- **EXTRACT**:

BEGIN

Drug errors causing millions in injuries, costing billions of dollars
Medical errors each year harm as many as 1.5 million patients in the U.S., and the resulting additional costs of treating drug-related injuries within hospitals is estimated to cost $3.5 billion annually, according to a new report from the Institute of Medicine of the National Academies.
           
"The frequency of medication errors and preventable adverse drug events is cause for serious concern," said Linda R. Cronenwett, co-chair of the committee that authored the report, and dean and professor, School of Nursing, University of North Carolina, Chapel Hill. "We need a comprehensive approach to reducing these errors that involves not just healthcare organizations and federal agencies, but the industry and consumers as well," she said. 

The committee that wrote the report includes recommendations for patients, healthcare organizations, government agencies, and pharmaceutical companies to help solve the problem.

Errors are common at every stage, from prescription and administration of a drug to monitoring of the patient's response, the committee found.  The committee estimated that on average, there is at least one medication error per hospital patient per day.
Studies have broken down the number of preventable drug-related injuries, indicating that 400,000 occur each year in hospitals, 800,000 occur in long-term care settings, and roughly 530,000 occur among Medicare recipients in outpatient clinics.

END

- **STUDY QUESTIONS**:
A - Answer these questions from the article on medication errors, each on its own line:
(i) What is the estimated annual cost of treating drug-related injuries within hospitals?
(ii) What position did Linda R. Cronenwett hold on the committee that authored the report?
(iii) How many preventable drug-related injuries occur each year in long-term care settings?
B - Repeat the part of the article on medication errors that begins at the words "The committee that wrote" and stops after the words "solve the problem.".

- **DATA**:
BEGIN

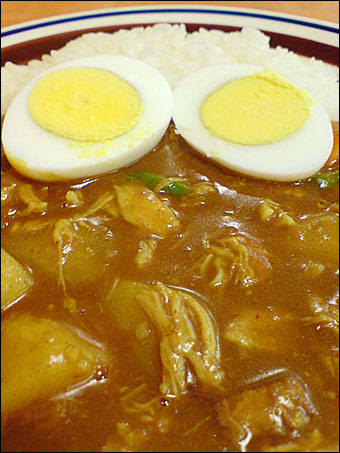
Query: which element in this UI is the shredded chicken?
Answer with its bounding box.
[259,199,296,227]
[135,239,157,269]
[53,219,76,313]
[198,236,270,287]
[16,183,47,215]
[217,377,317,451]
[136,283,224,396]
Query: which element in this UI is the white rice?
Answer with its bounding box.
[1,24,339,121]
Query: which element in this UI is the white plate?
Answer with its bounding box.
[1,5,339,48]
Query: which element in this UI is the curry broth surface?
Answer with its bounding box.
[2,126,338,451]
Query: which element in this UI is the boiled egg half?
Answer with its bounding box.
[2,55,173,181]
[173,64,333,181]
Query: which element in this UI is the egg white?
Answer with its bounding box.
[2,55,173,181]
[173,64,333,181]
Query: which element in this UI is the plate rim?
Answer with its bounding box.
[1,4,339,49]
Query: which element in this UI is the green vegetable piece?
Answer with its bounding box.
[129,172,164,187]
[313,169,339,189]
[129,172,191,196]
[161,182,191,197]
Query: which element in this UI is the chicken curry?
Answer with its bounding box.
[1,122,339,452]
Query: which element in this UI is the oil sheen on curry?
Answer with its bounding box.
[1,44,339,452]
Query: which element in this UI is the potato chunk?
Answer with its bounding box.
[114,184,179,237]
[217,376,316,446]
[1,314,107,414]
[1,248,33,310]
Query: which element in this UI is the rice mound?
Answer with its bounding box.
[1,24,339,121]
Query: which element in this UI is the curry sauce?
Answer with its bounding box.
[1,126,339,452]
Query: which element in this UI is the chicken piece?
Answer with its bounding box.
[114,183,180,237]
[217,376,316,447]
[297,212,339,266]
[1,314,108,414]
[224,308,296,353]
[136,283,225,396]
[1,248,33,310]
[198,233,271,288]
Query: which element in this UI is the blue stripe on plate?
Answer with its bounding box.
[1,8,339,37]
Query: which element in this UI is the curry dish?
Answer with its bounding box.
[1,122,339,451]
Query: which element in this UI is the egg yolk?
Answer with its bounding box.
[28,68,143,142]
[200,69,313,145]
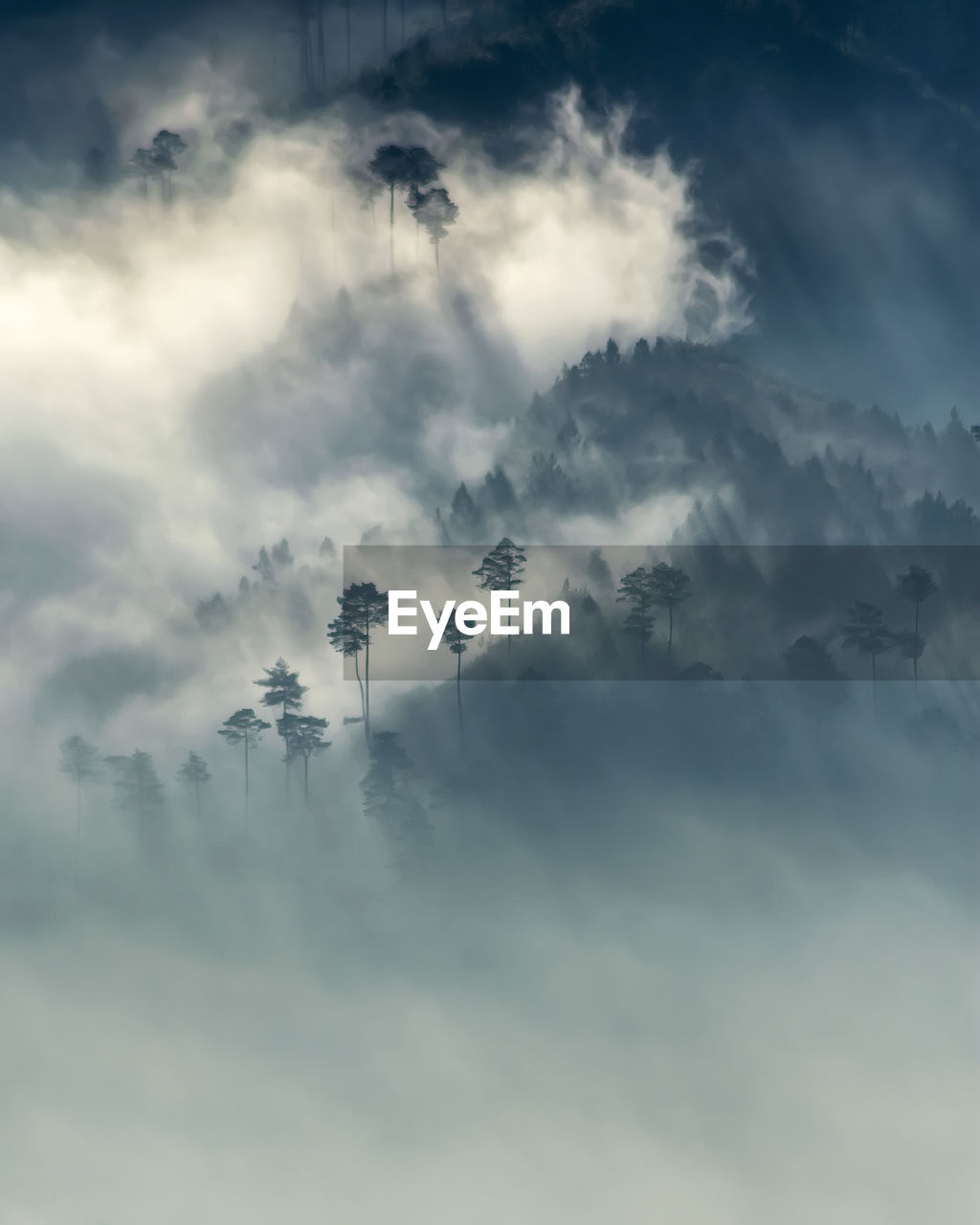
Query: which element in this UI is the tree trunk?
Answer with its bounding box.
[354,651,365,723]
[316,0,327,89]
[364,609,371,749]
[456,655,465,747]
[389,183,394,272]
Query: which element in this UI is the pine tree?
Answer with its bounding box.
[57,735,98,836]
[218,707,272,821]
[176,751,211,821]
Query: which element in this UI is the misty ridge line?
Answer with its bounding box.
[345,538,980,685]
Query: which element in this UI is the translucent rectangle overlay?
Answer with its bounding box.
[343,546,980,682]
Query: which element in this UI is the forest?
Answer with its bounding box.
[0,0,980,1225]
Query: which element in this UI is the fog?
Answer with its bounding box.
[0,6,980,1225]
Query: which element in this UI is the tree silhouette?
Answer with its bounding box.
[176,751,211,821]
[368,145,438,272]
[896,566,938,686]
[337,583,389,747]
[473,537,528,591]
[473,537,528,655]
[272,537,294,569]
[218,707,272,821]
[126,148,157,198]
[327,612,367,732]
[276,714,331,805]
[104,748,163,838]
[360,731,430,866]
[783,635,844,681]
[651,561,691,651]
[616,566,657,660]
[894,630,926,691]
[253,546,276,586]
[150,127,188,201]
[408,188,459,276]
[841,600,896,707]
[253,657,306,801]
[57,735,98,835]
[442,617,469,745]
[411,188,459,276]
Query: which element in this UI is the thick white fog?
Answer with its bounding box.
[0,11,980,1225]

END

- **EXPECTED OUTPUTS**:
A -
(i) $3.5 billion
(ii) Co-chair
(iii) 800,000

B -
The committee that wrote the report includes recommendations for patients, healthcare organizations, government agencies, and pharmaceutical companies to help solve the problem.